[EXTRACT PROVIDED]
How to avoid back pain when swimming in general

  • Use a snorkel and goggles. Lifting your head to breathe during swimming can put substantial strain on the neck and back. If you get used to using a snorkel, you can keep your head just below the water line and continue to breathe. This keeps your neck and spine aligned.
  • Use a flotation device. Several companies manufacture lightweight flotation devices, ranging from flotation belts to sleek life vests. Flotation devices can help you stay afloat and take some of the strain out of treading water.
  • Use proper technique. Many exercises, from weightlifting to golf, can be done the right way or the wrong way. Swimming the wrong way exerts a lot of wasted energy and puts unusual stresses on the body, including the spine. If you decide to swim, ask a professional to show you the right way to do your chosen swimming stroke.


Is swimming a good exercise for everyone with back pain?

Swimming is an excellent cardiovascular and strength-training workout for most people, including many people with back pain. However, the main swimming strokes—namely freestyle/front crawl, butterfly, breaststroke, and backstroke—can put unwanted stresses on the spine. People with moderate to severe back pain should consider aquatic activities other than swimming using conventional strokes. If you determine that your back pain starts or gets worse when you swim, it is an excellent indication that swimming might not be the best exercise for you.

It is a good idea to talk to your doctor before starting any new exercise routine, but that may be especially true if you have back pain and are thinking about taking up swimming.
[/EXTRACT PROVIDED]
## [WHAT YOU NEED TO DO]
1. List the main swimming strokes that the extract on swimming and back pain names.
2. Proceed with the extract on swimming and back pain, picking up after its final sentence.
[DATA RECORDS]
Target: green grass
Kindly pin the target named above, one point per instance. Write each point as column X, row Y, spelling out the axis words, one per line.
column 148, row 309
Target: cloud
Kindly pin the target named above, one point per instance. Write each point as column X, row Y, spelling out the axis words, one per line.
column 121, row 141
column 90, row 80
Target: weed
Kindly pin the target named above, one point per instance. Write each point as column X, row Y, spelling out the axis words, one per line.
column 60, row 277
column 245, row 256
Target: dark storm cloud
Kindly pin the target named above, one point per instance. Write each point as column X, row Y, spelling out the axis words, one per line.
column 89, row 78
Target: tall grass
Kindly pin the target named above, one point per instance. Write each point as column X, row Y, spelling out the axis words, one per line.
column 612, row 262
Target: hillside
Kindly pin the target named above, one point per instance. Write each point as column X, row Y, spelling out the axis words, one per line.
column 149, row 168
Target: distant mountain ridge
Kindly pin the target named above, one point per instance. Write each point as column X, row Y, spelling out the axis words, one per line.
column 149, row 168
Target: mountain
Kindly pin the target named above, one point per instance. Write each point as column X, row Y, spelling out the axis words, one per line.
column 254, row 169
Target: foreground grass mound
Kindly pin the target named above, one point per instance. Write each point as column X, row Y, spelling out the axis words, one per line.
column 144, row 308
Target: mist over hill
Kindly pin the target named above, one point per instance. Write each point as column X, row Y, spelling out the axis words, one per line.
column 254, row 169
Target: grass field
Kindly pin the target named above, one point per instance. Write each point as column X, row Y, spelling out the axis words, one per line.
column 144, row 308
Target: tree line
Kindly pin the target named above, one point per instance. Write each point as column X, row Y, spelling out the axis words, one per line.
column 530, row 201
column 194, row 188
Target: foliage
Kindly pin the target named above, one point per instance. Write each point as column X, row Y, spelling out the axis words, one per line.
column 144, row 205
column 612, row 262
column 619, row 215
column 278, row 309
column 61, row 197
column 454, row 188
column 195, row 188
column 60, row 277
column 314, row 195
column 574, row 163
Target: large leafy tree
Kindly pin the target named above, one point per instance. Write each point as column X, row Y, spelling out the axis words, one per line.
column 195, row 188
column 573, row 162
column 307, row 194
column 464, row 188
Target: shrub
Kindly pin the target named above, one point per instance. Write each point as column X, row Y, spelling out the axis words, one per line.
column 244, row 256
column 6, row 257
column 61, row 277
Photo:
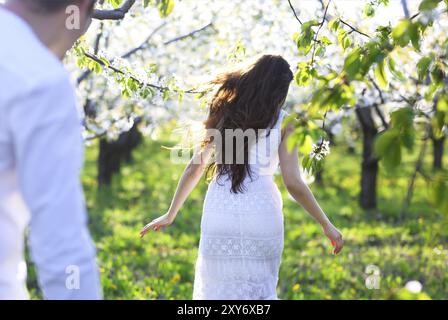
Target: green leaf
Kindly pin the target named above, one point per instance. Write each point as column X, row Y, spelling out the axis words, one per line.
column 380, row 75
column 352, row 63
column 426, row 5
column 165, row 7
column 392, row 158
column 442, row 103
column 334, row 24
column 423, row 66
column 384, row 141
column 368, row 10
column 400, row 34
column 393, row 69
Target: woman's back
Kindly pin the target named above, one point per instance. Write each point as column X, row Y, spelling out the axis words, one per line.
column 242, row 233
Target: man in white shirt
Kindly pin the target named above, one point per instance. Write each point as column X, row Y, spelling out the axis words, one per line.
column 41, row 154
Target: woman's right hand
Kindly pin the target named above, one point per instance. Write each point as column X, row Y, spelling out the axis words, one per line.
column 157, row 224
column 335, row 237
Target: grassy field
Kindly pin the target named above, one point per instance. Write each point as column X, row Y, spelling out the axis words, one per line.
column 162, row 265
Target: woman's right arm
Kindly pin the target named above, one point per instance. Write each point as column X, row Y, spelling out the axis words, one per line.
column 301, row 192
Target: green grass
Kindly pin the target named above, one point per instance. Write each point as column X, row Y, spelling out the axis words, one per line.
column 161, row 266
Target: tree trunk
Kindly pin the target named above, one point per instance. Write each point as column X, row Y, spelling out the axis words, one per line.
column 369, row 167
column 113, row 153
column 438, row 146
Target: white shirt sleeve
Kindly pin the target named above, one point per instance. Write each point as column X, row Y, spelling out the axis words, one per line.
column 48, row 150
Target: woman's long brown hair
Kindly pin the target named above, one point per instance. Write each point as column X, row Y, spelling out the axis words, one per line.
column 249, row 99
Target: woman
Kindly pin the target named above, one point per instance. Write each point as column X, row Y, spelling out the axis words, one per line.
column 242, row 224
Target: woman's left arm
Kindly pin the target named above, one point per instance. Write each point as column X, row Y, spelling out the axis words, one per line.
column 190, row 178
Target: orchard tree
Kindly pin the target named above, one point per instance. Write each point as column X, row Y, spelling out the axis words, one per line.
column 413, row 93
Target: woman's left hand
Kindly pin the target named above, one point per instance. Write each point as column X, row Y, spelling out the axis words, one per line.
column 157, row 224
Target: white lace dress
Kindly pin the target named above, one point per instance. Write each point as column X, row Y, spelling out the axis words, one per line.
column 242, row 234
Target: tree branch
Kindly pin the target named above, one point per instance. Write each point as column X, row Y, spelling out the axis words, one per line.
column 353, row 28
column 294, row 11
column 116, row 14
column 188, row 35
column 142, row 84
column 318, row 30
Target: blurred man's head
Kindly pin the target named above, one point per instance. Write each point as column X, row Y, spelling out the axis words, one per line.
column 58, row 23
[/DATA RECORDS]
## [ANSWERS BY ITEM]
1. Freestyle/front crawl, butterfly, breaststroke, and backstroke.

2.
Other pool exercises for back pain to consider

For those who have access to a pool but may not be able to swim because of back pain, other pool-based or aquatic exercises are just as good and perhaps better than swimming.

  • Water aerobics. Water aerobics is one of the best exercises for people with back pain. The water helps suspend some of the person’s weight so that the spine does not have to bear all of the impact. In fact, adding a flotation device can further protect the back during water aerobics.
  • Water resistance exercises. Water resists movement much more than air, so simply moving through water can be a form of resistance exercise. Arm lifts, leg lifts, kicks, and squats help to tone muscles while putting minimal stresses on the spine.


If you’re still experiencing back pain while swimming, consider seeing a spine specialist.

Dr. Todd Lanman is the founder of Lanman Spinal Neurosurgery and the ADR Spinal Restoration Center, and is known as one of the leading innovators in spinal health. For over 30 years, Dr. Lanman has been trusted by celebrities, musicians, and top-level executives to help them overcome their back pain and regain their mobility. Contact Dr. Lanman to see how he can help you.




Is swimming good for sciatic nerve pain? 

Swimming can relieve sciatica, or pain in the sciatic nerve, but some people find it can aggravate the pain. If you stretch properly before swimming, the water exercise can soothe sciatic nerve pain.


Is swimming good for tailbone pain?

Tailbone pain, also known as coccyx pain or coccydynia, may be relieved during and immediately after swimming. This may be because swimming takes pressure off the tailbone that is caused by sitting or laying down. Note: Water slides are a bad idea for people with tailbone pain.


Is swimming good for herniated disc?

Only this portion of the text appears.